▶ [Exercise objective]: The line containing "Each instance of the wall-mounted" marks the start. Return it and every later line of the listing below exactly, ending with the last one.

▶ [Data provided]:

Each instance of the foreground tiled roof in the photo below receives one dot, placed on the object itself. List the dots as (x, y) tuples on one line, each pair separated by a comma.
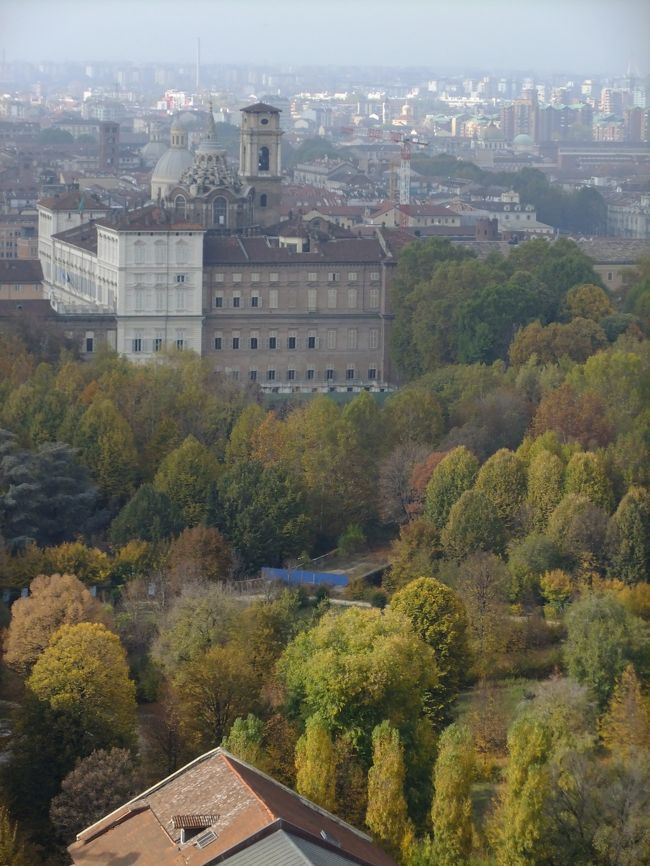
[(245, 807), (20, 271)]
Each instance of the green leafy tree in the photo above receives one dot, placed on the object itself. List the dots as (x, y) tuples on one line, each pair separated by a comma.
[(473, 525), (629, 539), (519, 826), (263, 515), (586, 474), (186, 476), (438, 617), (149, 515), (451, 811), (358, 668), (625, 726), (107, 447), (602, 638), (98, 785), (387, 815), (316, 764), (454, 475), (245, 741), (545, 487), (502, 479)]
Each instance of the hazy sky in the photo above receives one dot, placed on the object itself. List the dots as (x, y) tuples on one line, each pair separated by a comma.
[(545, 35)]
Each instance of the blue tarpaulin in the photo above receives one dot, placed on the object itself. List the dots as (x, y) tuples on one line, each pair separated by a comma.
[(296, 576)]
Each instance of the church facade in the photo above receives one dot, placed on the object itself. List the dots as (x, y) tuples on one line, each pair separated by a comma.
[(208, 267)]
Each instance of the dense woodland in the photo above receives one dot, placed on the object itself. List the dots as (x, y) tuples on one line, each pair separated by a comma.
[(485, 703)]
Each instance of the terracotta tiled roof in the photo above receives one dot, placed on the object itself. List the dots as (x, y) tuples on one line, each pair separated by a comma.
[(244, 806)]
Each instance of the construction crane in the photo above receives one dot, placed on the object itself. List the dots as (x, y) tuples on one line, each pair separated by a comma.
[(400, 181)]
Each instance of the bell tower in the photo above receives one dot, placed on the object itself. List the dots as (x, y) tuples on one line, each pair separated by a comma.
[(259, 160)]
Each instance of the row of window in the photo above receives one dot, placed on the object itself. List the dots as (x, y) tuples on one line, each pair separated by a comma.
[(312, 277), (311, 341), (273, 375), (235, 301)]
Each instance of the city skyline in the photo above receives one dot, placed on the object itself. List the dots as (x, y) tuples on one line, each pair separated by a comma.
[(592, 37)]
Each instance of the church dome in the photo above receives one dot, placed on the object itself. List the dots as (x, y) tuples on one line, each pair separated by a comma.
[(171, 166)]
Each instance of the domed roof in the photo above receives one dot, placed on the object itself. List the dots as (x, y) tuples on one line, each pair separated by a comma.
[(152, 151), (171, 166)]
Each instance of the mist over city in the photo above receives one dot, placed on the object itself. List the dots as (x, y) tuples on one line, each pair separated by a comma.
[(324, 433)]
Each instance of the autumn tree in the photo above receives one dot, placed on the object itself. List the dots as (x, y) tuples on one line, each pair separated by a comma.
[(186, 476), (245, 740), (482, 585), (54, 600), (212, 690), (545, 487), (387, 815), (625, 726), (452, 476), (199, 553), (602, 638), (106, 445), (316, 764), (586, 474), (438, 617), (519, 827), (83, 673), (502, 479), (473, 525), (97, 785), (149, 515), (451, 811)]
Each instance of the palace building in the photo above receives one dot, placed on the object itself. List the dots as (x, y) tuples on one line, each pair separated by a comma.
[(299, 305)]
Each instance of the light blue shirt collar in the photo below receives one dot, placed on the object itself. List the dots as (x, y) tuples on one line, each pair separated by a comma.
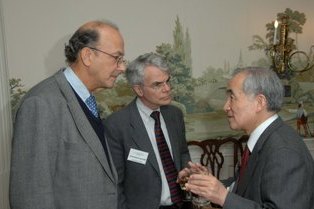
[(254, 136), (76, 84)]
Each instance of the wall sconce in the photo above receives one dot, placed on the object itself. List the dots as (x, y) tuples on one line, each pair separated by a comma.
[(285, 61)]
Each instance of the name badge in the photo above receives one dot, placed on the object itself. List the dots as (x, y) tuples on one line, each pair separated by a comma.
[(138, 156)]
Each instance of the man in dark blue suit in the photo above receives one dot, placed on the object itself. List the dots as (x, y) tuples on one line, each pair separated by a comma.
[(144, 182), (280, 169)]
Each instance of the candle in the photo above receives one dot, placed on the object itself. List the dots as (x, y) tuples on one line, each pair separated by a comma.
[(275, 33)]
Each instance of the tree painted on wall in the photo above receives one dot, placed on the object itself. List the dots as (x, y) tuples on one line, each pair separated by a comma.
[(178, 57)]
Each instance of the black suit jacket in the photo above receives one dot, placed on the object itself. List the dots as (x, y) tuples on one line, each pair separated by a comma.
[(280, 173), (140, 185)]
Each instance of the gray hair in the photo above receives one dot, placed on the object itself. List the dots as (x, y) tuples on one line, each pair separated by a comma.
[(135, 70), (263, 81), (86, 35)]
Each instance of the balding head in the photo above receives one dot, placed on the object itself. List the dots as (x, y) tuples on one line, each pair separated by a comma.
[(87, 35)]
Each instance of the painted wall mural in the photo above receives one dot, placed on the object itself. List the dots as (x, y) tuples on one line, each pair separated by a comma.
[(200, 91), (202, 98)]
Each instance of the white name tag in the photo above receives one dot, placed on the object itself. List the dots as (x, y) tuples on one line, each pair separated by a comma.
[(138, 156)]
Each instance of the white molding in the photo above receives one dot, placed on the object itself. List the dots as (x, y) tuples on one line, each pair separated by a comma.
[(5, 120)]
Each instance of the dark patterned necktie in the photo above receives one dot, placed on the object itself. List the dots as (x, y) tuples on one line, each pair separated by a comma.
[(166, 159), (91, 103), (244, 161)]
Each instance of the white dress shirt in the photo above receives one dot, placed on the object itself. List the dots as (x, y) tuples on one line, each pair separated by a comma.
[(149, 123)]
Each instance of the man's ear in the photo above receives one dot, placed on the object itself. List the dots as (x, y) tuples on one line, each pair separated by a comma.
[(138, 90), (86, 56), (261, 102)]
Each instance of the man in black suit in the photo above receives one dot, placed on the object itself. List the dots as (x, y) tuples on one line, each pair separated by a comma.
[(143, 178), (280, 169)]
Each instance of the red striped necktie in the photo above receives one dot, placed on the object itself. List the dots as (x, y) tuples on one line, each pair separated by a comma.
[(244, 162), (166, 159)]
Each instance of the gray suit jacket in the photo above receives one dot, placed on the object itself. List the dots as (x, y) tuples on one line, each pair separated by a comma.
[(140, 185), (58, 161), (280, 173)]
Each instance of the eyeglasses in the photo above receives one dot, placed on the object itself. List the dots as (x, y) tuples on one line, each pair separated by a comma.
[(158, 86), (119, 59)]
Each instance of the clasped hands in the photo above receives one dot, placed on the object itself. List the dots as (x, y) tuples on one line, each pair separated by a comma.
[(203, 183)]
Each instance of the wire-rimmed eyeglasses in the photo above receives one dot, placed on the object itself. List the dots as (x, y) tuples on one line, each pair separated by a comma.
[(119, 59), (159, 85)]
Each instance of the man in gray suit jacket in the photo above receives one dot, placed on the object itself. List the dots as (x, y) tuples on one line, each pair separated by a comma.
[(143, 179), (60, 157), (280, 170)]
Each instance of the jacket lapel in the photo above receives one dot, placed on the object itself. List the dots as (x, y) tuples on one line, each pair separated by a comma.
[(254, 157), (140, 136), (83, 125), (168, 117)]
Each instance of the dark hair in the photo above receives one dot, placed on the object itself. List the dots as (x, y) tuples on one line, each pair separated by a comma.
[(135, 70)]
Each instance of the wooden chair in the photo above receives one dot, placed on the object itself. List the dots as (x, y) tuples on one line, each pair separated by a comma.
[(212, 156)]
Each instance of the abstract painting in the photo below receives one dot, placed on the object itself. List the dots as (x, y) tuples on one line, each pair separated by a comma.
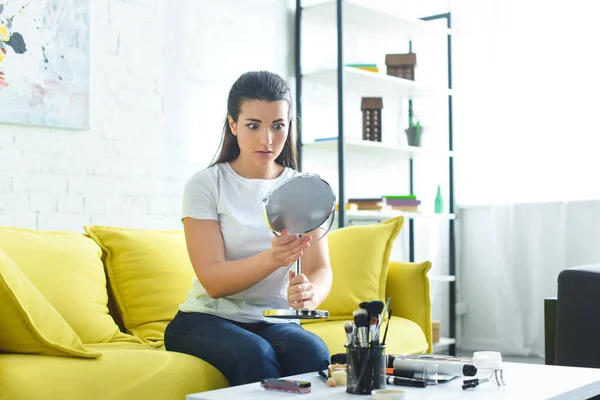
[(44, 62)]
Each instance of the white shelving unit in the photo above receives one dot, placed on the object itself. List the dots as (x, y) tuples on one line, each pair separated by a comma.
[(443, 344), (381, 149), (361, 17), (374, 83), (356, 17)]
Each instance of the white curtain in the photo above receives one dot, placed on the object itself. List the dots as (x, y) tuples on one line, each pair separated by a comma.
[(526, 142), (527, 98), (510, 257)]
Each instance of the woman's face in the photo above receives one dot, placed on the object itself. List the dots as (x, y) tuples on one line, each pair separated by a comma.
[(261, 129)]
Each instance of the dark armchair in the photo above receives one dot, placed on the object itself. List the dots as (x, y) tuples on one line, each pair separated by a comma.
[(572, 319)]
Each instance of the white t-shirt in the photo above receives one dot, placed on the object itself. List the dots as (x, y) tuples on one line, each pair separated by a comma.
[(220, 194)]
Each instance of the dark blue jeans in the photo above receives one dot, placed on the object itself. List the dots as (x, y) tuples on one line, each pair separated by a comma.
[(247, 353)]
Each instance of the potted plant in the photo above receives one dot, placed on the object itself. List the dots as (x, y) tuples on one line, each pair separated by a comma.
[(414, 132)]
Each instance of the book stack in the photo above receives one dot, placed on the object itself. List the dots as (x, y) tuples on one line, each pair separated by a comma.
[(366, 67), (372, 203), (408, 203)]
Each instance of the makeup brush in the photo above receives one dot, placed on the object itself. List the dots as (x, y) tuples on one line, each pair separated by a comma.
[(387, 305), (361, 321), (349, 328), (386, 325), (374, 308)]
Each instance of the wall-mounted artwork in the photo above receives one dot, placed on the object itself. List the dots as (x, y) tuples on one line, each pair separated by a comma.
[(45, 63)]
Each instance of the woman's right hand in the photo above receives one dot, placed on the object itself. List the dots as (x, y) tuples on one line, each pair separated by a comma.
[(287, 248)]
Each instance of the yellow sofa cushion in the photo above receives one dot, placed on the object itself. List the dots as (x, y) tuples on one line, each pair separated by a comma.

▶ [Solution for this problem]:
Each instance of the wall-mounted artwork in the photo above receives one dot, placed on the object itself. List the dots as (x, y) tuples on one line, each pair separated by a comma.
[(45, 63)]
Each instance of the woman's right hand in the photo above receives one dot, placed on the object itself. List the dots as (x, y) tuples on one line, each pair separated by a comma.
[(287, 248)]
Each instance of the yellow sofa cushion in the photo above receives one dot, placed on the object itself. List the dots as (x, y) tuples on one line, each pair separated by a comma.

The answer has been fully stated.